■ **WHAT THE TASK ASKS**: Rewrite the data below as a numbered list that skips blank lines, and omit the pictures from your answer.

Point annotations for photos
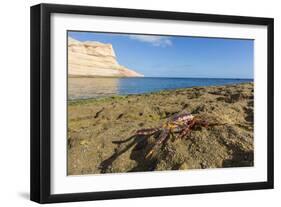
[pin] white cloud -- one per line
(158, 41)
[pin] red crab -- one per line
(181, 124)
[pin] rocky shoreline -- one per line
(96, 126)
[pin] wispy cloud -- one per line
(158, 41)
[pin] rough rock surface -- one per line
(95, 59)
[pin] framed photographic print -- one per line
(132, 103)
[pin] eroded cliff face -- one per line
(95, 59)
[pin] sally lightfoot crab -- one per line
(179, 125)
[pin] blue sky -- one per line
(175, 56)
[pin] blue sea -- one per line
(84, 88)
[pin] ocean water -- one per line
(84, 88)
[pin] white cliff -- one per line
(92, 58)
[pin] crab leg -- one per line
(147, 131)
(164, 134)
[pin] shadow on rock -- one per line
(141, 146)
(240, 158)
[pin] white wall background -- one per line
(14, 103)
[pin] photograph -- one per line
(142, 103)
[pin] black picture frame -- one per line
(41, 98)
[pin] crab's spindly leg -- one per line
(184, 132)
(147, 131)
(164, 134)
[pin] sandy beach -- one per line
(96, 125)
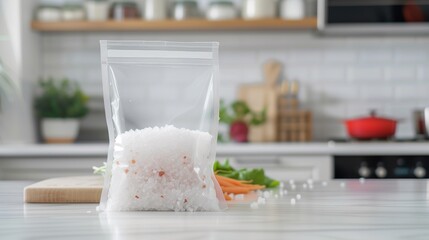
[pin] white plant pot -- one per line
(60, 130)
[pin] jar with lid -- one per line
(221, 10)
(259, 9)
(155, 9)
(292, 9)
(72, 13)
(124, 10)
(185, 9)
(48, 13)
(97, 10)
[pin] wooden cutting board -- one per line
(260, 96)
(85, 189)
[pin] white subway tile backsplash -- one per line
(341, 77)
(423, 73)
(339, 56)
(304, 55)
(366, 73)
(404, 55)
(384, 55)
(329, 73)
(375, 92)
(340, 92)
(413, 92)
(400, 73)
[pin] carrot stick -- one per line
(230, 180)
(235, 190)
(224, 183)
(227, 197)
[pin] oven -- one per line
(381, 167)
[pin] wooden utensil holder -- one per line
(294, 125)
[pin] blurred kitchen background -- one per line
(343, 58)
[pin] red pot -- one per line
(372, 127)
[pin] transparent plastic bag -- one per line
(162, 107)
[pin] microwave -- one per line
(373, 16)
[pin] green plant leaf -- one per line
(256, 176)
(61, 99)
(240, 109)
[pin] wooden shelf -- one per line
(170, 25)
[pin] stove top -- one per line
(347, 140)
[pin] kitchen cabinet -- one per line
(395, 209)
(296, 167)
(171, 25)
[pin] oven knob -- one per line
(419, 171)
(364, 171)
(380, 171)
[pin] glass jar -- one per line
(185, 9)
(72, 13)
(221, 10)
(124, 10)
(48, 13)
(292, 9)
(259, 9)
(97, 10)
(155, 9)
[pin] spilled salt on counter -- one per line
(162, 168)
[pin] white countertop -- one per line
(396, 209)
(231, 150)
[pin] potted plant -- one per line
(60, 106)
(7, 86)
(240, 117)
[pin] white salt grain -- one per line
(267, 194)
(162, 168)
(239, 196)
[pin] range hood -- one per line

■ **FULL RESPONSE**:
1. [pin] white cloud -- one per line
2. (158, 41)
3. [pin] red crab -- one per line
4. (181, 124)
5. [pin] rocky shoreline -- one per line
6. (96, 126)
7. [pin] wispy cloud -- one per line
8. (158, 41)
9. [pin] rough rock surface -- one per line
10. (95, 59)
11. [pin] framed photographic print -- one per line
12. (132, 103)
13. [pin] eroded cliff face -- one per line
14. (95, 59)
15. [pin] sally lightfoot crab -- one per line
16. (179, 125)
17. [pin] blue sky -- one per line
18. (175, 56)
19. [pin] blue sea -- one per line
20. (84, 88)
21. [pin] ocean water -- one per line
22. (84, 88)
23. [pin] white cliff -- one per line
24. (92, 58)
25. [pin] crab leg -- one per line
26. (147, 131)
27. (164, 134)
28. [pin] shadow on rock -- one per line
29. (141, 146)
30. (240, 158)
31. [pin] white wall background -- one per line
32. (14, 103)
33. [pin] photograph -- one per line
34. (142, 103)
35. [pin] black picture frame -- one per line
36. (41, 98)
37. [pin] crab's spindly leg -- one per line
38. (184, 132)
39. (147, 131)
40. (164, 134)
41. [pin] sandy beach -- one per line
42. (96, 125)
43. [pin] white plant pot -- one per line
44. (60, 130)
45. [pin] jar with lid -- one per line
46. (221, 10)
47. (259, 9)
48. (155, 9)
49. (292, 9)
50. (72, 13)
51. (124, 10)
52. (185, 9)
53. (48, 13)
54. (97, 10)
55. [pin] wooden cutting board -- one per line
56. (260, 96)
57. (85, 189)
58. [pin] white subway tile backsplash -- one per line
59. (341, 77)
60. (423, 73)
61. (339, 56)
62. (304, 55)
63. (366, 73)
64. (404, 55)
65. (384, 55)
66. (329, 73)
67. (375, 92)
68. (340, 92)
69. (413, 92)
70. (400, 73)
71. [pin] carrot stick -- one per line
72. (230, 180)
73. (235, 190)
74. (224, 183)
75. (227, 197)
76. [pin] oven -- one per line
77. (381, 167)
78. [pin] wooden utensil holder -- one per line
79. (294, 125)
80. [pin] blurred kitchen background -- one per line
81. (343, 58)
82. [pin] red pot -- one per line
83. (372, 127)
84. [pin] transparent plastic bag -- one per line
85. (162, 107)
86. [pin] microwave -- one per line
87. (373, 16)
88. [pin] green plant leaf -- one per line
89. (256, 176)
90. (61, 99)
91. (240, 109)
92. [pin] wooden shelf -- one per line
93. (170, 25)
94. [pin] stove top -- one per line
95. (347, 140)
96. [pin] kitchen cabinet -- one per line
97. (395, 209)
98. (296, 167)
99. (171, 25)
100. [pin] oven knob -- one per line
101. (419, 171)
102. (364, 171)
103. (380, 171)
104. [pin] glass jar -- one per line
105. (185, 9)
106. (72, 13)
107. (221, 10)
108. (124, 10)
109. (48, 13)
110. (292, 9)
111. (259, 9)
112. (97, 10)
113. (155, 9)
114. [pin] spilled salt on counter -- one per line
115. (162, 168)
116. [pin] white countertop -- one per line
117. (396, 209)
118. (231, 150)
119. [pin] potted plant -- one per line
120. (60, 106)
121. (7, 86)
122. (240, 117)
123. [pin] white salt grain -- one per line
124. (267, 194)
125. (162, 168)
126. (239, 196)
127. [pin] range hood -- one per line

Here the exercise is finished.